= Beginning of Section =

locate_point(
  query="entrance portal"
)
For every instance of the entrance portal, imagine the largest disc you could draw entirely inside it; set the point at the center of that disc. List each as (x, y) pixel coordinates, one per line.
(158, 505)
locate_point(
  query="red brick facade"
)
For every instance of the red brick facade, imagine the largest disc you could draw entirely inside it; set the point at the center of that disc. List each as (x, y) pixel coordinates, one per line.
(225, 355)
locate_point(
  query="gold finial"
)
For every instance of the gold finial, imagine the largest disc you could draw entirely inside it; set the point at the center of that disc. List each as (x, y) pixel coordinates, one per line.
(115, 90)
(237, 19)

= End of Section =
= Beginning of Section =

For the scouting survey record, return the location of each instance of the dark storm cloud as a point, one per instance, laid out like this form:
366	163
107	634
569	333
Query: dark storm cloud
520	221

= End of Section =
= Beginning of Section =

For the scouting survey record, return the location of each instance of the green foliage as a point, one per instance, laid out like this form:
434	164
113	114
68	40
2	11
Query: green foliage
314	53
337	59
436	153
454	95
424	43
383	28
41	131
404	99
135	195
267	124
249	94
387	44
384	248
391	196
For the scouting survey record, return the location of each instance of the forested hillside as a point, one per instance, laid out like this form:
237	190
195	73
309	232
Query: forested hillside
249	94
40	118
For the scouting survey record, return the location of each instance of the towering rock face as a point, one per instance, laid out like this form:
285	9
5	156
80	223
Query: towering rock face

= End of Section =

**Exercise details**
Look for the string "rock" in the listing above and copy every line holding it.

**Solution to the problem**
For the scouting survey record, return the location of each instance of the towering rock face as a point, one per instance, laid out like this form:
Query: towering rock face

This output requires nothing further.